International non-governmental organisation, Oxfam, has proposed a wealth tax of 2 per cent on Nigerian millionaires, 3 per cent on those with wealth above $50 million, and 5 per cent on the Nigerian billionaires.
The organization said the tax, when implemented, would raise $3.2 billion annually.
It further observed that the revenue gained from the wealth tax would be enough to double health spending as Nigeria has one of the lowest health budgets in the world.
This was contained in a new report, global inequality report, released at the annual World Economic Forum (WEF) meeting in Davos, Switzerland, which opened on Monday.
In the document, titled, ‘survival of the richest’, Oxfam decried that the wealth of Nigerian billionaires has grown by a third since the start of COVID-19 pandemic without a corresponding increase in health budgets.
It said the combined wealth of 83 million Nigerians was less than that of three of the country’s richest men.
It also said the richest 0.003 per cent of Nigerians (6,355 individuals worth $5 million and above) have 1.4 times more wealth than 107 million of the country’s citizens.
Commenting on the report, Vincent Ahonsi, country director, Oxfam International, said super-rich Nigerians are not paying their taxes.
※
- _TASK SET_:
[a] According to the article on Oxfam's wealth tax proposal, why would the revenue from the tax be enough to double Nigeria's health spending? Answer in one to three sentences.
[b] Reproduce the passage from the article on Oxfam's wealth tax proposal, starting with "This was contained" and going on through "opened on Monday.".
The entries that come next are separate material and have no connection to the article above.

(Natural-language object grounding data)
※
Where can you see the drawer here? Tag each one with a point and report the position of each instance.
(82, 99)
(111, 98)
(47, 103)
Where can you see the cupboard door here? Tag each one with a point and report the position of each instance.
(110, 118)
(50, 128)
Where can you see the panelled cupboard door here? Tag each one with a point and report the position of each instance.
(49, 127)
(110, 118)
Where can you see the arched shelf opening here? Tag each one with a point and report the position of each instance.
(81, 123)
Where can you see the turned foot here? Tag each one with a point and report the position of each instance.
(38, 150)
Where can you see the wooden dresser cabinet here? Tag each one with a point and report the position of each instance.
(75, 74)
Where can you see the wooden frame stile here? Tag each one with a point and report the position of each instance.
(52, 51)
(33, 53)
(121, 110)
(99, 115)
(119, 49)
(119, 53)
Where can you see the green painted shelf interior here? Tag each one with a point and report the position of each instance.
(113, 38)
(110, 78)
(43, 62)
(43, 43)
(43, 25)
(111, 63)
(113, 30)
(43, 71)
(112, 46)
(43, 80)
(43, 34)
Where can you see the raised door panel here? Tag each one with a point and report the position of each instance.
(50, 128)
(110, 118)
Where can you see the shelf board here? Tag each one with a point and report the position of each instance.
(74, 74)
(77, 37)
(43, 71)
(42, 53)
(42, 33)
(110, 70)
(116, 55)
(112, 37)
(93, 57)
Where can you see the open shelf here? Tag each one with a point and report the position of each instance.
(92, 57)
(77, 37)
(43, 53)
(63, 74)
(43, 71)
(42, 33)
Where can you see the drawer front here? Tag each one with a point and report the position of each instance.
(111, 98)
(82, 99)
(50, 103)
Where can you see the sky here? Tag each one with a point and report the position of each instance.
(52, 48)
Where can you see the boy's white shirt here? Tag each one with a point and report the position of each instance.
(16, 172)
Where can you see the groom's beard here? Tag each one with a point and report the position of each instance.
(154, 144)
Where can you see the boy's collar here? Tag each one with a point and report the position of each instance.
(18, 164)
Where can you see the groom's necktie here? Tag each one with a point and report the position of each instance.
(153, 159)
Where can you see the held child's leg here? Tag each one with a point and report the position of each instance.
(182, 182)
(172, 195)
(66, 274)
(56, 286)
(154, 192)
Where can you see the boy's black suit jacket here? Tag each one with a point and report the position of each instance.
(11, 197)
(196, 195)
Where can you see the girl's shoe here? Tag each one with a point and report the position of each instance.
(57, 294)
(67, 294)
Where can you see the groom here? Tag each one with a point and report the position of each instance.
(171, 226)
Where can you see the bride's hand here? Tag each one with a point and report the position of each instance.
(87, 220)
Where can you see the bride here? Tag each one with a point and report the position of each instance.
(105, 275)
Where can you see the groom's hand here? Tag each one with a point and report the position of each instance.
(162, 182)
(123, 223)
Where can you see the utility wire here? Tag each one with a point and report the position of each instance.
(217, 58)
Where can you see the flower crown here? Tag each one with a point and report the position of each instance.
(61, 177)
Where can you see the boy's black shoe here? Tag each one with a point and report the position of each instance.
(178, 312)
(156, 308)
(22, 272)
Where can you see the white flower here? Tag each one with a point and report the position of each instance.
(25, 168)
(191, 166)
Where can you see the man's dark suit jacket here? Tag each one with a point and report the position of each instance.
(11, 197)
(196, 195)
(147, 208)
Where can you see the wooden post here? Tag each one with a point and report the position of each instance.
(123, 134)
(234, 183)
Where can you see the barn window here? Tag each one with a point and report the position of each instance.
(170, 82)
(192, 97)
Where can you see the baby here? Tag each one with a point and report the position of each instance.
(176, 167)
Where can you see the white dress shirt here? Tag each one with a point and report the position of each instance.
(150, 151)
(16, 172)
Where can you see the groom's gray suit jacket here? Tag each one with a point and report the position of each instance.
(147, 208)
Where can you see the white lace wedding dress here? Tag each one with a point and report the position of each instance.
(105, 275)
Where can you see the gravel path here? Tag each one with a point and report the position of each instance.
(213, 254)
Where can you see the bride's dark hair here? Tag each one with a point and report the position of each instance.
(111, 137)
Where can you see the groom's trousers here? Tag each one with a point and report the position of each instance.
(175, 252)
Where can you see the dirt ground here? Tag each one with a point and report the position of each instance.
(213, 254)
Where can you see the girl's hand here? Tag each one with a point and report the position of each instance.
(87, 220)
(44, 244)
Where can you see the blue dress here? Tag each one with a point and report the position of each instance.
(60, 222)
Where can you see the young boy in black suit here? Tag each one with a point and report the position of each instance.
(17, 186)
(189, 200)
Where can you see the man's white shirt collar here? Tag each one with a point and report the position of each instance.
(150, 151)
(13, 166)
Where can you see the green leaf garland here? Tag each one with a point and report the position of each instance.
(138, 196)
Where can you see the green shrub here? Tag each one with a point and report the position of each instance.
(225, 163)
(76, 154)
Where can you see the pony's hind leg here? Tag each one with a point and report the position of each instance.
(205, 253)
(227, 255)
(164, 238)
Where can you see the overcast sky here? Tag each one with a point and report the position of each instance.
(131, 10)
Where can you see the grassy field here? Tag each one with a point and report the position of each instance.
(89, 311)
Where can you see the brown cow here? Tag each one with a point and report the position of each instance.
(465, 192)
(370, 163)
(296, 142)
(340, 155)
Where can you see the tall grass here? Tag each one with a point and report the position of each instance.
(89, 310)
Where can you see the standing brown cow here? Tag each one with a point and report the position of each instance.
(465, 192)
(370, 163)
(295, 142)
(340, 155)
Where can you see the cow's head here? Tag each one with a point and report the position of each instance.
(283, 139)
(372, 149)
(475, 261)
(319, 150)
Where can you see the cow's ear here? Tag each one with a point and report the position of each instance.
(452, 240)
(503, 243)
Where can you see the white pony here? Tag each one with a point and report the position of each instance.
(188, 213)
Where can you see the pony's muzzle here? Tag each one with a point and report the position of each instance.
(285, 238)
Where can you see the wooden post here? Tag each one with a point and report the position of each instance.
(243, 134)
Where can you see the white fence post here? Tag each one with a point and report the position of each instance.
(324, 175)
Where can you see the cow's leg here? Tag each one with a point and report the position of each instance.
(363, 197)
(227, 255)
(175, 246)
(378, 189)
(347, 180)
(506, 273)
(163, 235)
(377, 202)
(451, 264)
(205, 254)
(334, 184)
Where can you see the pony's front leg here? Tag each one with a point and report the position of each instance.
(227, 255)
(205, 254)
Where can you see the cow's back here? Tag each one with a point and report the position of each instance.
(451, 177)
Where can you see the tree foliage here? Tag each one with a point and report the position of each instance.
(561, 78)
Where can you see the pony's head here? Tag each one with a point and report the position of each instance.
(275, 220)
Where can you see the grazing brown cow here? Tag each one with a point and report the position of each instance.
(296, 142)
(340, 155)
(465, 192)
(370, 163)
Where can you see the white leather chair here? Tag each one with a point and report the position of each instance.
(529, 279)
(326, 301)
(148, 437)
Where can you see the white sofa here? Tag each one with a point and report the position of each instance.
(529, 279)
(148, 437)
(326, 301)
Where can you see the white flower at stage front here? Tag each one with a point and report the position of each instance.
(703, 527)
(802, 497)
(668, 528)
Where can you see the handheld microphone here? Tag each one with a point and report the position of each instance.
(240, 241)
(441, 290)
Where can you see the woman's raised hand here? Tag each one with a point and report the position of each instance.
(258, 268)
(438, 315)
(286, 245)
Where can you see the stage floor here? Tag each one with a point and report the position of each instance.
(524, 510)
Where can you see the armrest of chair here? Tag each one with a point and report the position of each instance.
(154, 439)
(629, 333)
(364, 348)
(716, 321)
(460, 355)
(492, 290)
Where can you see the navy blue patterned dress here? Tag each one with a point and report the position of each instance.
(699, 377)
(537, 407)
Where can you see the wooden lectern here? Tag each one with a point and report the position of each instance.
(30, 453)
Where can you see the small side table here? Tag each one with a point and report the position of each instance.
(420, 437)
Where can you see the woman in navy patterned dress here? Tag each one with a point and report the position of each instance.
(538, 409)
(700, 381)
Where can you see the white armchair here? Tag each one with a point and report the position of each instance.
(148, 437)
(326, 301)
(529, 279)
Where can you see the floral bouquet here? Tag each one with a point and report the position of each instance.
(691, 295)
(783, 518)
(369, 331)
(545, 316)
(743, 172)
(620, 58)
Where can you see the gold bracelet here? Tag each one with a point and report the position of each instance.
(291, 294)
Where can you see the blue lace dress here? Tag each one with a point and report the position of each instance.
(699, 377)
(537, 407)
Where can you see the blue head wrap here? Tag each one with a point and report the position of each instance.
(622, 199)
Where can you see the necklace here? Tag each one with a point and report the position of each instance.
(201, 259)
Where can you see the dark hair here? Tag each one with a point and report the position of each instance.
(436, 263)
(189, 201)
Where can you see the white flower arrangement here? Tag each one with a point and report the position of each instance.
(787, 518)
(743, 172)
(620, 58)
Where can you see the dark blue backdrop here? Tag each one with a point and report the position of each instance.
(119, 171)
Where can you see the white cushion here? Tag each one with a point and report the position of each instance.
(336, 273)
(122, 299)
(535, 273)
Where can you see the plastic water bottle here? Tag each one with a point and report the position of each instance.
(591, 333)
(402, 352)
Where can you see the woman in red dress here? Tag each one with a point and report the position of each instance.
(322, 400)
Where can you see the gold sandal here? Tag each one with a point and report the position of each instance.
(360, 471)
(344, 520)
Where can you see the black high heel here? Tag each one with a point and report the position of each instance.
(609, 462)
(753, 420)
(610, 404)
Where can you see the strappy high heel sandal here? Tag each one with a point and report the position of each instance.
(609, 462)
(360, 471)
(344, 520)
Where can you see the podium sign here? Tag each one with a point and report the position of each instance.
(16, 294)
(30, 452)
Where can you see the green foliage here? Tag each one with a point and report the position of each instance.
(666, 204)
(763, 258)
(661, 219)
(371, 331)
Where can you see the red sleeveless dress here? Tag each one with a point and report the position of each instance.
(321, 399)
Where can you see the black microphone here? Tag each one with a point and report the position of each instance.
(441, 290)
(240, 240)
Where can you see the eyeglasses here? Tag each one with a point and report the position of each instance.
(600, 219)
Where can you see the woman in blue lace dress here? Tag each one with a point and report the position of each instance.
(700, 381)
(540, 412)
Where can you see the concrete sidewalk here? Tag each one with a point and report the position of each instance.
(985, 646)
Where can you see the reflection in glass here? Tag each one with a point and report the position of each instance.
※
- _RESULTS FOR EACH TASK_:
[a] The revenue would be enough to double health spending because Nigeria has one of the lowest health budgets in the world.

[b]
This was contained in a new report, global inequality report, released at the annual World Economic Forum (WEF) meeting in Davos, Switzerland, which opened on Monday.